Start PROVIDED RECORDS
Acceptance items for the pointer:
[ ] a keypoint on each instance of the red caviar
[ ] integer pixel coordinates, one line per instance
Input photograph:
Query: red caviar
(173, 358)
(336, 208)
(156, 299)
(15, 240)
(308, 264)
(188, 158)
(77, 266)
End PROVIDED RECORDS
STATED TASK: Can you express every line of the entries above as a JSON list of strings, one string per line, leaving out any blank lines?

THE REPLY:
[
  "Acceptance items for the pointer:",
  "[ ] a keypoint on each instance of the red caviar",
  "[ ] integer pixel coordinates, one line per instance",
  "Input photograph:",
  "Query: red caviar",
  "(173, 358)",
  "(336, 208)",
  "(156, 299)",
  "(15, 240)",
  "(308, 264)",
  "(188, 158)",
  "(77, 266)"
]